Dataset entries:
● ● ●

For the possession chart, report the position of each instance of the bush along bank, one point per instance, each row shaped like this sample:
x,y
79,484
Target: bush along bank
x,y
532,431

● ● ●

TASK OBJECTIVE.
An exact copy of every record is what the answer must contain.

FINAL ANSWER.
For the possession chart, report the position of each instance of the bush along bank, one point per instance, each row shaped like this sample:
x,y
79,484
Target: bush along bank
x,y
532,431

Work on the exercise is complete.